── EXTRACT PROVIDED

The creation of wellcoming communities has evolved as a central approach for motivation and empowerment of migrant and Roma youngsters during training and  learning.  Establishing community connections for these younsgters is crucial for anumber of reasons:  In addition to education, language and employment, social integration has been widely identified as key to participation. Social networks are key to  language learning. They also help in finding links to employment and learning about unarticulated work expectations and attitudes. Disadvantaged migrant children and youngsters often lack quality social networks due to segregation in poor residential areas and schools. Often they interact with other children and youngsters who are struggling with language competences. In many background societies, grand parents perform key roles in teaching youngsters langauge and other key competences. In migration contexts many youngsters may not have the support of their grandparents. Due to the low educational background of  their parents, disadvantaged learners often lack family support that their counterparts have. Establishing community connections is therefore key to feeling at home and navigating the complex new system of education, employment and language learning.

Photograph by Oliver Heinzt

This picture showcases Mary who practices German while learning about wine growing with her welcoming community. This intergenerational welcoming community provides a two way exchange where seniors perform valuable societal roles and fillup an important gap in society and whereby migrants also give back to their new communities. Mary a migrant entrepeneur exchanges knowledge about a very unique traditional method of cloth making from the bark of a tree which is practiced in her background society.

────

**DO THIS:** Write the next part of the piece on welcoming communities for migrant and Roma youth, picking up after its last sentence.

── SUPPLIED INFORMATION

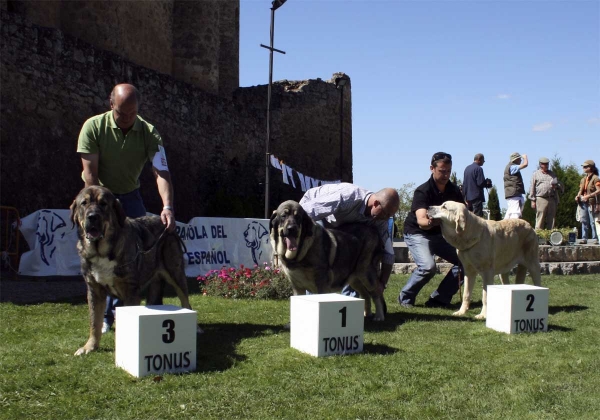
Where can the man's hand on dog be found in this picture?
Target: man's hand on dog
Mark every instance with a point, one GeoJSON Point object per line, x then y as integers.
{"type": "Point", "coordinates": [168, 218]}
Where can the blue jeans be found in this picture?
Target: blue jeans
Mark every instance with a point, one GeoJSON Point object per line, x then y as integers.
{"type": "Point", "coordinates": [589, 224]}
{"type": "Point", "coordinates": [423, 249]}
{"type": "Point", "coordinates": [134, 207]}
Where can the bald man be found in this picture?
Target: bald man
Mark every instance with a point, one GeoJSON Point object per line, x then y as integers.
{"type": "Point", "coordinates": [339, 204]}
{"type": "Point", "coordinates": [114, 148]}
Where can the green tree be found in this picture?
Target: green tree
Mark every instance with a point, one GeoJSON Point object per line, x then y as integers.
{"type": "Point", "coordinates": [406, 194]}
{"type": "Point", "coordinates": [493, 204]}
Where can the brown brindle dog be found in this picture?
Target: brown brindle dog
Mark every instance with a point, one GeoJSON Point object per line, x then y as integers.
{"type": "Point", "coordinates": [123, 256]}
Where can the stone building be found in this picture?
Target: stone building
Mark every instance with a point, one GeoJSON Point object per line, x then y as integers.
{"type": "Point", "coordinates": [60, 59]}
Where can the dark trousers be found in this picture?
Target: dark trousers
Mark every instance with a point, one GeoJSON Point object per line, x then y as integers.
{"type": "Point", "coordinates": [476, 206]}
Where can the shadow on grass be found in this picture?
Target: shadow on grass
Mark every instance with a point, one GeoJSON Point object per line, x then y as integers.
{"type": "Point", "coordinates": [217, 346]}
{"type": "Point", "coordinates": [552, 310]}
{"type": "Point", "coordinates": [380, 349]}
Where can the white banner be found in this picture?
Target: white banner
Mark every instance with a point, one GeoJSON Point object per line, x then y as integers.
{"type": "Point", "coordinates": [288, 173]}
{"type": "Point", "coordinates": [211, 244]}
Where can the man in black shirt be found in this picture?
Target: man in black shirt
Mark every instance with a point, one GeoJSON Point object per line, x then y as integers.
{"type": "Point", "coordinates": [424, 239]}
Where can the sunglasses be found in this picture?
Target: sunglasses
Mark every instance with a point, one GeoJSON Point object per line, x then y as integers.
{"type": "Point", "coordinates": [440, 156]}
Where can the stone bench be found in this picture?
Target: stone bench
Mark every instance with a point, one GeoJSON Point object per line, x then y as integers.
{"type": "Point", "coordinates": [560, 260]}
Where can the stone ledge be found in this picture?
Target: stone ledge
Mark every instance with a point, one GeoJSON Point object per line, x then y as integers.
{"type": "Point", "coordinates": [548, 253]}
{"type": "Point", "coordinates": [556, 268]}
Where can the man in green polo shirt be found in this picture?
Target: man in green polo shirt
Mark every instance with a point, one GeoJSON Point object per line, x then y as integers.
{"type": "Point", "coordinates": [114, 148]}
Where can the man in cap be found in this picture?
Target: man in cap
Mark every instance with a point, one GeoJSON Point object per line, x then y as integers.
{"type": "Point", "coordinates": [588, 198]}
{"type": "Point", "coordinates": [473, 185]}
{"type": "Point", "coordinates": [513, 185]}
{"type": "Point", "coordinates": [542, 195]}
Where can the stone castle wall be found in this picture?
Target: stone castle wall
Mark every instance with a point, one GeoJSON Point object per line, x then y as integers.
{"type": "Point", "coordinates": [52, 82]}
{"type": "Point", "coordinates": [196, 41]}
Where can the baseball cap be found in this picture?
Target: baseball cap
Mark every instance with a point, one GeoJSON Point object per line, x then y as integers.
{"type": "Point", "coordinates": [515, 156]}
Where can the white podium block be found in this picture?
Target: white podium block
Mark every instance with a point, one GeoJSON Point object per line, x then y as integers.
{"type": "Point", "coordinates": [327, 324]}
{"type": "Point", "coordinates": [517, 308]}
{"type": "Point", "coordinates": [155, 339]}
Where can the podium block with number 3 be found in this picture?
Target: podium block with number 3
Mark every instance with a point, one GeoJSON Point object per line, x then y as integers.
{"type": "Point", "coordinates": [328, 324]}
{"type": "Point", "coordinates": [517, 308]}
{"type": "Point", "coordinates": [155, 339]}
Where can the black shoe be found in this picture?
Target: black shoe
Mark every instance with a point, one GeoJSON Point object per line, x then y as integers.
{"type": "Point", "coordinates": [434, 303]}
{"type": "Point", "coordinates": [405, 304]}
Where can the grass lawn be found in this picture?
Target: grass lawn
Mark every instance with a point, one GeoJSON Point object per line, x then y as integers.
{"type": "Point", "coordinates": [418, 364]}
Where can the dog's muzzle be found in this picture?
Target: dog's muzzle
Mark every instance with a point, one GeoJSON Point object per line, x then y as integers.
{"type": "Point", "coordinates": [93, 232]}
{"type": "Point", "coordinates": [290, 235]}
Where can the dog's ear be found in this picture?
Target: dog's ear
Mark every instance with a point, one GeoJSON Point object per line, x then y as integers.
{"type": "Point", "coordinates": [119, 212]}
{"type": "Point", "coordinates": [307, 223]}
{"type": "Point", "coordinates": [73, 216]}
{"type": "Point", "coordinates": [274, 220]}
{"type": "Point", "coordinates": [461, 220]}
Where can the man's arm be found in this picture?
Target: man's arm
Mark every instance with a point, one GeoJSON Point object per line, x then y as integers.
{"type": "Point", "coordinates": [532, 191]}
{"type": "Point", "coordinates": [89, 161]}
{"type": "Point", "coordinates": [165, 189]}
{"type": "Point", "coordinates": [524, 162]}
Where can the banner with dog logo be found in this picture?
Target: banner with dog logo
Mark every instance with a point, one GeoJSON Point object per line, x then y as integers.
{"type": "Point", "coordinates": [210, 243]}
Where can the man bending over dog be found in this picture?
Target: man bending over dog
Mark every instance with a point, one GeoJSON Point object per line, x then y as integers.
{"type": "Point", "coordinates": [424, 239]}
{"type": "Point", "coordinates": [340, 204]}
{"type": "Point", "coordinates": [114, 148]}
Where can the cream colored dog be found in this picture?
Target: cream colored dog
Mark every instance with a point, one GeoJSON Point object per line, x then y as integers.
{"type": "Point", "coordinates": [488, 248]}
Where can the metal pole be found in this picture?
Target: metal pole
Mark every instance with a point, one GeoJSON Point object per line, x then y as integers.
{"type": "Point", "coordinates": [341, 133]}
{"type": "Point", "coordinates": [268, 156]}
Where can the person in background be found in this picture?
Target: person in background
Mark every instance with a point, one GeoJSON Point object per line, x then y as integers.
{"type": "Point", "coordinates": [542, 193]}
{"type": "Point", "coordinates": [588, 199]}
{"type": "Point", "coordinates": [474, 181]}
{"type": "Point", "coordinates": [114, 148]}
{"type": "Point", "coordinates": [338, 204]}
{"type": "Point", "coordinates": [423, 237]}
{"type": "Point", "coordinates": [513, 185]}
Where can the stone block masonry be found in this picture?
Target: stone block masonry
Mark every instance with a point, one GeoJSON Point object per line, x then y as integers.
{"type": "Point", "coordinates": [52, 82]}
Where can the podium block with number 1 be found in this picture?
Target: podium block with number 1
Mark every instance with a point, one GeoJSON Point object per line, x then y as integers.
{"type": "Point", "coordinates": [155, 339]}
{"type": "Point", "coordinates": [327, 324]}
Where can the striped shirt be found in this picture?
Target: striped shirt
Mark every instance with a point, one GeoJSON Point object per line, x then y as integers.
{"type": "Point", "coordinates": [339, 204]}
{"type": "Point", "coordinates": [541, 185]}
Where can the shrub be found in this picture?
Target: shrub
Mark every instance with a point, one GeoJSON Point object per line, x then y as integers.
{"type": "Point", "coordinates": [243, 283]}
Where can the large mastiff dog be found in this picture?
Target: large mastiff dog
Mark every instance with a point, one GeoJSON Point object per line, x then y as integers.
{"type": "Point", "coordinates": [324, 260]}
{"type": "Point", "coordinates": [488, 248]}
{"type": "Point", "coordinates": [122, 256]}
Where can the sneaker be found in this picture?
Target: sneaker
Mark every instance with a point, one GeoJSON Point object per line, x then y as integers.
{"type": "Point", "coordinates": [406, 305]}
{"type": "Point", "coordinates": [434, 303]}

────

**ANSWER TO THIS PROBLEM:**
From our needs analysis we identified a program which can provide a good orientational model for expanding the concept of community connections. The VerA and coach@school which is an initiative of the Federal Ministry for Education and Research (BMBF) is  an expert volunteer-based project for preventing early school learving. Seniors with many years of experience in life and work support youngsters in vocational education overcome work related and daily life challenges throughout the course of vocational training. This program and its component should be expanded through a specific focus on disadvanatged migrants. So far, there has not been specific attention to migrants. However, such a structure is crucial in building the quality social networks as a crucial missing factor for supporting migrant children and youth faced with the challenged of double segregation in low performing schools  poor neighbourhoods  where they live and encounter  weak peer networks and poor family structures due to migration. Below you can find the link to the initiative VerA.

https://www.bmbf.de/de/initiative-vera-stark-durch-die-ausbildung-1076.html

One of the challenges and measures for counteracting early school leaving has been identified as the important need for creating  welcoming culture in schools. At the same time, strengthening  intercultural competences requires actual encounters with different cultures. Intercultural competences cannot be learnt only through intellectual discourses but more through the emotional levels. This photo showcases the  unique welcoming community in Romania. Consortium partners were introduced to the Roma specific welcoming culture.